Saved entries:

==================================================

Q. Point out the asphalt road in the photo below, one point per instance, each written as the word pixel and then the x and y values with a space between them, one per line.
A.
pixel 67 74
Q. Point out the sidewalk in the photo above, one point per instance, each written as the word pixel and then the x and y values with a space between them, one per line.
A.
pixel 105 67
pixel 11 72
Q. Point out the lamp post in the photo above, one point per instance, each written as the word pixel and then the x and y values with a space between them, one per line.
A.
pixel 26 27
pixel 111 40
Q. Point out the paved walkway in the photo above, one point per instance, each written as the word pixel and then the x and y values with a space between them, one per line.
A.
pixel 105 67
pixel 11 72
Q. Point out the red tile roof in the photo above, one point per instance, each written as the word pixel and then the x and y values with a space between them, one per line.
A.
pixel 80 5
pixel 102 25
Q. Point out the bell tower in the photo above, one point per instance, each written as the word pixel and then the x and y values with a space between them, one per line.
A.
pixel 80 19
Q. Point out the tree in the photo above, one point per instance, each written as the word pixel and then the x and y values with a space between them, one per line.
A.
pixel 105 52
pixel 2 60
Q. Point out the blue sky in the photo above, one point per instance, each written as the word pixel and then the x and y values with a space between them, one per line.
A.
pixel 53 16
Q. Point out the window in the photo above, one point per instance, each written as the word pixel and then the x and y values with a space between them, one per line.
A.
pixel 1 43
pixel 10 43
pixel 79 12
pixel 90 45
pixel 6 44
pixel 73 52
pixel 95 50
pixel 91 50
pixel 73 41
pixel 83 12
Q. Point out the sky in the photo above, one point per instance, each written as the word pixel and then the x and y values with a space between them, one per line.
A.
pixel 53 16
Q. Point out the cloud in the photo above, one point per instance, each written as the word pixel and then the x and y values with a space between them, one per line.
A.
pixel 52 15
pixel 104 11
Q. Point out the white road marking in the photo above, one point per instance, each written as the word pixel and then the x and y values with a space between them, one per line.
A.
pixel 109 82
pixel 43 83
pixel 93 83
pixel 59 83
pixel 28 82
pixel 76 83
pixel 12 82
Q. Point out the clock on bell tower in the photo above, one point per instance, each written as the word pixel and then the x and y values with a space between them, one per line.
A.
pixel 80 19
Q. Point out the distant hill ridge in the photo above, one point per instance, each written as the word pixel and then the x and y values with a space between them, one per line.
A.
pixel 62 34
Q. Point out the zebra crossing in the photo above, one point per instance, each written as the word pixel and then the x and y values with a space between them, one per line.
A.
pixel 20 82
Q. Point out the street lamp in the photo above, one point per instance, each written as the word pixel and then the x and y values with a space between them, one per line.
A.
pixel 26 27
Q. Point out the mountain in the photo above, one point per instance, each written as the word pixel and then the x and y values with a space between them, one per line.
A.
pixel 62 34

==================================================

> [Aim of the exercise]
What is the number of lines in these records that contain "bell"? Reply with the number only.

> [Answer box]
2